**DOCUMENT EXCERPT:**
# Theft in Italy



## saba75 (May 22, 2011)

Hi everyone,
I am desperate for some advice/help as a victim of theft.
I had my Apple Mac laptop stolen yesterday in Verona and even though I have reported it to the police, I have little faith in getting it back. I wanted to ask if you think there is any way of getting a message spread that I only want to retrieve my family photographs which is the biggest loss in all this. Any suggestions will be most appreciated... I am devastated. Thank you.


----------



## MaidenScotland (Jun 6, 2009)

Sorry to hear of the loss of your family photos.. I take it they are not on photobucket or anything?

Maiden.


----------



## saba75 (May 22, 2011)

MaidenScotland said:


> Sorry to hear of the loss of your family photos.. I take it they are not on photobucket or anything?
> 
> Maiden.


Unfortunately not. It was a new laptop, we transferred all albums from Dell to Mac and we were going to get a hard drive back up for it...


----------



## MaidenScotland (Jun 6, 2009)

Is there a local Verona facebook page? If so why not join and post on there telling them all you want is your photos, worth a try


----------



## Clive in Abruzzo (Sep 3, 2010)

I lost six years worth of data last month! I was in a dark place for a while... However, life goes on and I've found all sorts bits and pieces here and there; the one thing that really 'sì pizzica' though is the loss of some video files taken in 1999 on Prince Edward Island of my wife running along the beach. 

I detest computers/I love computers/I detest computers/I love computers


----------

**TASK REQUIREMENTS:**
Name each distinct user who posts in the forum thread on theft in Italy, listing each name only once.

**ENTRIES PROVIDED:**

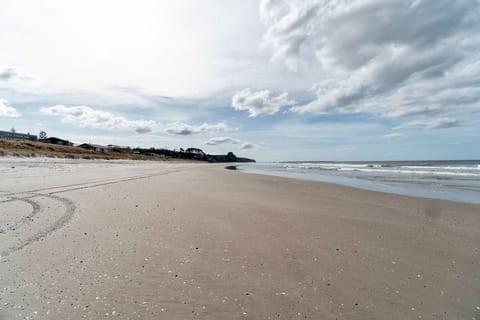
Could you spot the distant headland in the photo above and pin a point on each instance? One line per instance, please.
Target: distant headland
(19, 144)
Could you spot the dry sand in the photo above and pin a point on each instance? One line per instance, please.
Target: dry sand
(143, 240)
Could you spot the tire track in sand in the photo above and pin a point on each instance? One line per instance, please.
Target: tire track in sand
(16, 241)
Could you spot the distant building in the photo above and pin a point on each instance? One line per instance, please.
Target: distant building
(9, 135)
(121, 149)
(94, 147)
(58, 141)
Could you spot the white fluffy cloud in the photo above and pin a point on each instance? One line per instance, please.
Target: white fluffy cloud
(442, 123)
(186, 129)
(393, 58)
(228, 140)
(7, 73)
(86, 117)
(395, 135)
(6, 110)
(259, 102)
(221, 140)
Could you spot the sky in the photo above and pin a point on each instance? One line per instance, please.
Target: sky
(272, 79)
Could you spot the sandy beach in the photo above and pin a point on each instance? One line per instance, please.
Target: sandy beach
(96, 239)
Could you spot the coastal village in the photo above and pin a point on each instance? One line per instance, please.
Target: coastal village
(187, 153)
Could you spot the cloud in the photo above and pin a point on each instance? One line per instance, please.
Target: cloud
(7, 111)
(392, 58)
(185, 129)
(395, 135)
(246, 146)
(442, 123)
(228, 140)
(86, 117)
(259, 102)
(222, 140)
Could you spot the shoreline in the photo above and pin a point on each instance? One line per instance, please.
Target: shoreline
(410, 188)
(176, 241)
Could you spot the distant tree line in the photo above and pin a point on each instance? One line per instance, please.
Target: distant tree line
(191, 154)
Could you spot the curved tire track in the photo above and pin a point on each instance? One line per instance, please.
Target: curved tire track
(69, 211)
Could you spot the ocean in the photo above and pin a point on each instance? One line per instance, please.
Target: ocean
(449, 180)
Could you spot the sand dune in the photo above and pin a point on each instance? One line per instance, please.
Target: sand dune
(147, 240)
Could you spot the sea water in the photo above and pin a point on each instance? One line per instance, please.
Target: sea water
(448, 180)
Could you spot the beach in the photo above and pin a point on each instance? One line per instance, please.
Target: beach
(91, 239)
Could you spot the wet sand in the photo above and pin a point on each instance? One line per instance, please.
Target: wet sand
(140, 240)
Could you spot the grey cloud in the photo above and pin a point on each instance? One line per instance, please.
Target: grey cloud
(228, 140)
(395, 135)
(259, 102)
(221, 140)
(246, 146)
(7, 110)
(7, 74)
(186, 129)
(393, 58)
(87, 117)
(143, 130)
(442, 123)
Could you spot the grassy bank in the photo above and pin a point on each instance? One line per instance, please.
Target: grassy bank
(39, 149)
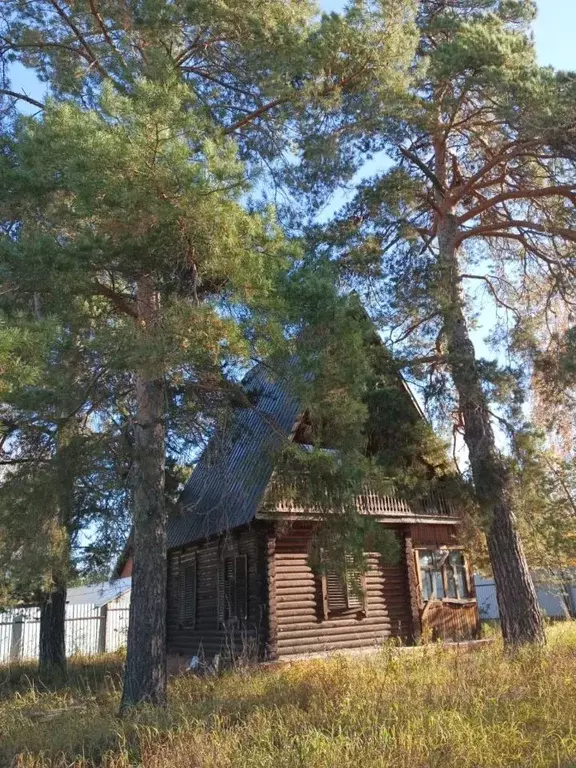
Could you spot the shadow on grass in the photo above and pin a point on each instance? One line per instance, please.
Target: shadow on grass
(83, 674)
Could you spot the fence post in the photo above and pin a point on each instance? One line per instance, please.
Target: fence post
(16, 637)
(102, 629)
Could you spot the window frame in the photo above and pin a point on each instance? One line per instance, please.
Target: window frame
(186, 564)
(229, 598)
(355, 604)
(445, 550)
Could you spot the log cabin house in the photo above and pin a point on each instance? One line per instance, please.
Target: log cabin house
(239, 576)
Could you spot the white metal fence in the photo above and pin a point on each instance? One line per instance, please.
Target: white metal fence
(90, 629)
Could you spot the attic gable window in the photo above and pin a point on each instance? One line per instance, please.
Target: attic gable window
(443, 574)
(187, 588)
(343, 592)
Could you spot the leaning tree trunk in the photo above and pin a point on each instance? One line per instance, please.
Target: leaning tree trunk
(517, 601)
(52, 641)
(52, 652)
(145, 671)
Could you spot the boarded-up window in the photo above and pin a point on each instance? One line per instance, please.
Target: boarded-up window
(443, 574)
(235, 589)
(188, 593)
(343, 591)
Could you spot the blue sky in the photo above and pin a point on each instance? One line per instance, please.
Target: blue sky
(554, 31)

**FINISHED TASK:**
saba75
MaidenScotland
Clive in Abruzzo